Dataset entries
* * * * * * * * *

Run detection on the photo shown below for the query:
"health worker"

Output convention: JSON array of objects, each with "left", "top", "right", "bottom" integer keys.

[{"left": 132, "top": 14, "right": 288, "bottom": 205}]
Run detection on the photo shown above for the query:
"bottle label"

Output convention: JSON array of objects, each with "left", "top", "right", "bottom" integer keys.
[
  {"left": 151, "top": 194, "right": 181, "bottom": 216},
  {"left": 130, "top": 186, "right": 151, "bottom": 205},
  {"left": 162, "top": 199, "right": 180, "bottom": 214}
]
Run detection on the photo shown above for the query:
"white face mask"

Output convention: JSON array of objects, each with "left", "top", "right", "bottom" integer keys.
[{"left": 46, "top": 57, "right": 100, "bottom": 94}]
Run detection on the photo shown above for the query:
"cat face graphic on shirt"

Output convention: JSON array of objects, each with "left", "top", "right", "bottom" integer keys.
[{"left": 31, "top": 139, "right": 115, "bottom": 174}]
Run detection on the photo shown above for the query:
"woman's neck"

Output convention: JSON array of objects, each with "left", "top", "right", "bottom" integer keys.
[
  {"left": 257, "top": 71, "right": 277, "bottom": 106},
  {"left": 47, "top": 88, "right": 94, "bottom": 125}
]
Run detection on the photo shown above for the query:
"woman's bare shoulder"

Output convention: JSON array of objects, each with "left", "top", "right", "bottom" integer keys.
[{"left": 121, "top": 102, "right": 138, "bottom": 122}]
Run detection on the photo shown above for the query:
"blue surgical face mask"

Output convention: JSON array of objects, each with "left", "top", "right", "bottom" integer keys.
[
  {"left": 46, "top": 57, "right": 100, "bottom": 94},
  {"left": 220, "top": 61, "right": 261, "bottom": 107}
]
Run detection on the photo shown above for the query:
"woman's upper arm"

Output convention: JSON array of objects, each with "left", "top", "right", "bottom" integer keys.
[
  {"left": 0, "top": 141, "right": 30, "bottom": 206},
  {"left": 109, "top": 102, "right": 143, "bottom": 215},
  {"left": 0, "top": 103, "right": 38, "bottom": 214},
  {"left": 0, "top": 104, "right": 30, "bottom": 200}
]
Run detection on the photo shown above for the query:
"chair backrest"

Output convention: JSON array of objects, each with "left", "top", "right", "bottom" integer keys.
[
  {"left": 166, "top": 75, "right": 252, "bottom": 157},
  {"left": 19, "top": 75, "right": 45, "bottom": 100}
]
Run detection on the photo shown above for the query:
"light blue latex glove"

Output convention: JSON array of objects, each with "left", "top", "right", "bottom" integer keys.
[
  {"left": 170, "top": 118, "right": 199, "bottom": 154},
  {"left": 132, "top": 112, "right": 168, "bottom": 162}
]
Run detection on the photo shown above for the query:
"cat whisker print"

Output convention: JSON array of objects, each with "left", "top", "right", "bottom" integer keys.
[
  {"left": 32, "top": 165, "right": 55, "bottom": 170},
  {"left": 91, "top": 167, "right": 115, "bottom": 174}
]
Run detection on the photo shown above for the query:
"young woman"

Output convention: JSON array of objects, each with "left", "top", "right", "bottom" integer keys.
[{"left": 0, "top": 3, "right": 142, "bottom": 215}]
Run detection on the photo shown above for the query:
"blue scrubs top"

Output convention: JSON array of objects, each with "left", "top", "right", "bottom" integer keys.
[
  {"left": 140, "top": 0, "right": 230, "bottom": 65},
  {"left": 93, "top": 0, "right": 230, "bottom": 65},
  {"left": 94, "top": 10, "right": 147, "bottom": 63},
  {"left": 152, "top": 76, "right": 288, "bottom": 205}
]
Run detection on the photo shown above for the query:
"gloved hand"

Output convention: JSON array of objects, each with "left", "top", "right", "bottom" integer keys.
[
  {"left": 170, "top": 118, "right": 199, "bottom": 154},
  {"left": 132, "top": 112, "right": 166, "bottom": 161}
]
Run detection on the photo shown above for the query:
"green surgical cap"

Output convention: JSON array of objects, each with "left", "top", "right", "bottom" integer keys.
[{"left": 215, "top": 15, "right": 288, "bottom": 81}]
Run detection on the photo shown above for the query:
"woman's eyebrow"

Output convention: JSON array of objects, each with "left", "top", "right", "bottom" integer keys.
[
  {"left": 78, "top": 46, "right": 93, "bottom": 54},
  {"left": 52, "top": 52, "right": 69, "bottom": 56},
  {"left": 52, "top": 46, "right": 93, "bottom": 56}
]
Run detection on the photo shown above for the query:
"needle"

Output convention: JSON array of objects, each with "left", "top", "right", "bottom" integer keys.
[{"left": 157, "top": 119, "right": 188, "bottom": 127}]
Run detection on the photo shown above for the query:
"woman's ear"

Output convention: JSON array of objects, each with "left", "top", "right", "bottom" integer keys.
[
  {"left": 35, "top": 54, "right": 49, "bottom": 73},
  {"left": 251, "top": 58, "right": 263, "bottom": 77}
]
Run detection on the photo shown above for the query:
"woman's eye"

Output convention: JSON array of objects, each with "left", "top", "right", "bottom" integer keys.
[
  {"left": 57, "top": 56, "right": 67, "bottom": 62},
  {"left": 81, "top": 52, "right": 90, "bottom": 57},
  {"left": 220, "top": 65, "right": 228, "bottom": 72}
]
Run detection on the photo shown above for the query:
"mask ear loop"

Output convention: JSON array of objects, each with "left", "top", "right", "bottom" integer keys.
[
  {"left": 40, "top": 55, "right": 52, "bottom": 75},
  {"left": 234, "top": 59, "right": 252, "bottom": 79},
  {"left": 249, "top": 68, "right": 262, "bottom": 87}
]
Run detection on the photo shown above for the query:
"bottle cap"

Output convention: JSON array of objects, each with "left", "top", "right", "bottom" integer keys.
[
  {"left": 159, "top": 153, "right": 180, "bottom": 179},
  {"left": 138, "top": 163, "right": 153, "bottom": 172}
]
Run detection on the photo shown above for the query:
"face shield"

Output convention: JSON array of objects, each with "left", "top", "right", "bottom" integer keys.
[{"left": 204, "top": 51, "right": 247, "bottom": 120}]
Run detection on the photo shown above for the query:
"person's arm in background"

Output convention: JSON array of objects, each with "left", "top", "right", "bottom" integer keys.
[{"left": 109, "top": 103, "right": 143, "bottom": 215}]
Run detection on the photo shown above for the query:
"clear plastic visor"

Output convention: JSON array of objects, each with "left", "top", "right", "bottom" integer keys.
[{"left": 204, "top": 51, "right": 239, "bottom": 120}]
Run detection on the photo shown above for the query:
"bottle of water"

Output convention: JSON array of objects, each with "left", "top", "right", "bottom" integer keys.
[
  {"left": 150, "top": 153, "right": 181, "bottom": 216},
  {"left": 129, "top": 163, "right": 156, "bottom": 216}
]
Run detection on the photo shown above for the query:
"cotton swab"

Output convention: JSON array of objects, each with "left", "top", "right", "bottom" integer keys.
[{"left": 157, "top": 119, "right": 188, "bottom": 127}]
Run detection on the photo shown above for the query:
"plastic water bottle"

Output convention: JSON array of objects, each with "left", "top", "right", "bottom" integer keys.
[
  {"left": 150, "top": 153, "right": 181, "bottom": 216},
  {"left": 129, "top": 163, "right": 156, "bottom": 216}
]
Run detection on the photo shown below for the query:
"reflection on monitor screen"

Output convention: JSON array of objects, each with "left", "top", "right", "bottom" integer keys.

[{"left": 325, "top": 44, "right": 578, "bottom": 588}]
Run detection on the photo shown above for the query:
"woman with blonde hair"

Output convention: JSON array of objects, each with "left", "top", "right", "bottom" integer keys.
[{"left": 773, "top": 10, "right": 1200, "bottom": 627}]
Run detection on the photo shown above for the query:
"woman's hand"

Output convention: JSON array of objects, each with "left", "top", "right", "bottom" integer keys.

* * * * * * * * *

▶ **The task**
Each line of the data is to be transcribed exactly, with nothing left out.

▶ **Written answer**
Run detection on the photo shown below for the query:
"health worker"

Output convention: JSON array of objects, each with "left", "top", "right", "bottom" integer keys.

[{"left": 132, "top": 14, "right": 288, "bottom": 205}]
Run detection on the photo shown above for the query:
"bottle label"

Output convention: JSON array of objects, each with "left", "top", "right", "bottom" integer keys.
[
  {"left": 151, "top": 194, "right": 181, "bottom": 216},
  {"left": 130, "top": 186, "right": 151, "bottom": 205},
  {"left": 162, "top": 199, "right": 180, "bottom": 214}
]
Run detection on the photo shown above for the query:
"white face mask"

Output convention: JSON array of objects, each with "left", "top", "right", "bottom" integer keys.
[{"left": 46, "top": 57, "right": 100, "bottom": 94}]
Run detection on the photo shown above for the query:
"cat face graphic on shirt"

Output convention: JSON array of objects, each with "left", "top", "right", "bottom" integer keys.
[{"left": 31, "top": 139, "right": 115, "bottom": 174}]
Run detection on the photo shown above for the query:
"woman's neck"

Output convention: JSON array of objects, each with "left", "top", "right", "bottom" integer keys.
[
  {"left": 257, "top": 71, "right": 277, "bottom": 106},
  {"left": 47, "top": 88, "right": 94, "bottom": 125}
]
Run detection on the photo shown above for the query:
"woman's bare shoulder"

Output convention: JSON array of objects, each with "left", "top", "right", "bottom" integer keys.
[{"left": 121, "top": 102, "right": 138, "bottom": 122}]
Run detection on the photo shown above for the query:
"blue surgical face mask"

Output convention: JSON array of objects, each with "left", "top", "right", "bottom" integer keys.
[
  {"left": 46, "top": 57, "right": 100, "bottom": 94},
  {"left": 220, "top": 61, "right": 261, "bottom": 107}
]
Run detection on the photo shown above for the query:
"woman's upper arm"

Output convention: JSON array of objects, each with "left", "top", "right", "bottom" integer keys.
[
  {"left": 0, "top": 141, "right": 30, "bottom": 206},
  {"left": 109, "top": 102, "right": 143, "bottom": 215},
  {"left": 0, "top": 103, "right": 38, "bottom": 214},
  {"left": 0, "top": 104, "right": 30, "bottom": 200}
]
Run detection on the photo shown above for the query:
"chair backrest"

Output convention: JSON array of objects, each with "left", "top", "right", "bottom" integer keys.
[
  {"left": 166, "top": 75, "right": 252, "bottom": 157},
  {"left": 19, "top": 75, "right": 45, "bottom": 100}
]
Run detection on the photo shown above for the query:
"light blue latex glove"

Output convention: JSON array of objects, each with "left", "top", "right", "bottom" integer keys.
[
  {"left": 170, "top": 118, "right": 199, "bottom": 154},
  {"left": 132, "top": 112, "right": 168, "bottom": 162}
]
Run detection on the photo shown above for the query:
"cat whisker print"

Output convention: JSON array of objects, each with "left", "top", "right", "bottom" integer keys.
[
  {"left": 32, "top": 165, "right": 55, "bottom": 170},
  {"left": 91, "top": 167, "right": 115, "bottom": 174}
]
Run detection on the photo shown above for the query:
"young woman"

Output convention: JSON array of objects, each with "left", "top", "right", "bottom" integer keys.
[{"left": 0, "top": 3, "right": 142, "bottom": 215}]
Run detection on the photo shown above for the query:
"blue scrubs top"

Output convention: JSON array of objects, each with "left", "top", "right", "bottom" integer keys.
[
  {"left": 140, "top": 0, "right": 230, "bottom": 65},
  {"left": 93, "top": 0, "right": 230, "bottom": 65},
  {"left": 94, "top": 10, "right": 147, "bottom": 63},
  {"left": 152, "top": 76, "right": 288, "bottom": 205}
]
Run detection on the photo shown above for the query:
"gloved hand"

Output convention: JSON array of objects, each with "left", "top", "right", "bottom" integer keys.
[
  {"left": 170, "top": 118, "right": 199, "bottom": 154},
  {"left": 132, "top": 112, "right": 166, "bottom": 161}
]
Run detection on the photo shown above for the query:
"green surgical cap"

Output convention: JSON array of objects, each with "left", "top", "right", "bottom" integer keys.
[{"left": 215, "top": 15, "right": 288, "bottom": 81}]
Run detection on the photo shown above for the query:
"woman's eyebrow"

Output convention: JSON array of objects, each with "left", "top", "right", "bottom" integer keys.
[
  {"left": 78, "top": 46, "right": 93, "bottom": 54},
  {"left": 52, "top": 52, "right": 69, "bottom": 56},
  {"left": 52, "top": 46, "right": 93, "bottom": 56}
]
Run detection on the photo shown above for the query:
"needle"

Output convention: JSON array of objects, each with "left", "top", "right", "bottom" integer keys.
[{"left": 157, "top": 119, "right": 188, "bottom": 127}]
Run detection on the photo shown above for the query:
"woman's ear"

Output convention: JSON array of objects, each with "left", "top", "right", "bottom" integer keys.
[
  {"left": 35, "top": 54, "right": 49, "bottom": 73},
  {"left": 251, "top": 58, "right": 263, "bottom": 77}
]
Run detection on the photo shown above for the query:
"woman's eye"

Output convention: JSON array of objects, each with "left", "top", "right", "bottom" integer keys.
[
  {"left": 57, "top": 56, "right": 67, "bottom": 62},
  {"left": 81, "top": 52, "right": 90, "bottom": 57},
  {"left": 220, "top": 65, "right": 228, "bottom": 72}
]
Run detection on the photo shown above for the query:
"mask ear loop"

Output convention: JSON array of objects, each with "left", "top", "right", "bottom" integer keys.
[
  {"left": 40, "top": 55, "right": 52, "bottom": 75},
  {"left": 234, "top": 59, "right": 252, "bottom": 79},
  {"left": 249, "top": 68, "right": 262, "bottom": 87}
]
Run detection on the photo shown above for the query:
"bottle cap"

Output convention: JSON array of objects, each with "left", "top", "right", "bottom" integer keys.
[
  {"left": 159, "top": 153, "right": 180, "bottom": 179},
  {"left": 138, "top": 163, "right": 153, "bottom": 172}
]
Run detection on the photo shown above for the query:
"face shield"

Output convention: JSON array of objects, each with "left", "top", "right", "bottom" integer keys.
[{"left": 204, "top": 51, "right": 247, "bottom": 120}]
Run detection on the photo shown above for the query:
"person's arm in background"

Output convention: JSON array of objects, each with "left", "top", "right", "bottom" integer keys.
[{"left": 109, "top": 103, "right": 143, "bottom": 215}]
Run detection on the photo shown above for the query:
"clear plastic visor"

Output convention: JSON array of objects, each with "left", "top", "right", "bottom" integer keys.
[{"left": 204, "top": 51, "right": 239, "bottom": 120}]
Run detection on the photo shown above for the query:
"bottle of water"

Output convention: JSON array of objects, each with "left", "top", "right", "bottom" integer keys.
[
  {"left": 150, "top": 153, "right": 181, "bottom": 216},
  {"left": 129, "top": 163, "right": 156, "bottom": 216}
]
Run detection on the photo shown above for the query:
"cotton swab"

Output convention: JSON array of objects, each with "left", "top", "right", "bottom" integer keys.
[{"left": 157, "top": 119, "right": 188, "bottom": 127}]
Run detection on the photo shown above for the query:
"plastic water bottle"

Output convention: JSON array of objects, each with "left", "top", "right", "bottom" integer keys.
[
  {"left": 150, "top": 153, "right": 181, "bottom": 216},
  {"left": 129, "top": 163, "right": 156, "bottom": 216}
]
Run detection on the photo shown below for the query:
"reflection on monitor screen"

Output convention: JSON array of objects, each with "left", "top", "right", "bottom" integer keys.

[{"left": 325, "top": 44, "right": 578, "bottom": 588}]
Run detection on the photo shown above for the query:
"woman with blonde hair"

Output convention: JSON array of objects, each with "left", "top", "right", "bottom" integer keys.
[{"left": 773, "top": 10, "right": 1200, "bottom": 627}]
Run detection on the photo shown above for the query:
"woman's hand"

Output convention: JSON array of objects, each with "left", "top", "right", "bottom" integer keys.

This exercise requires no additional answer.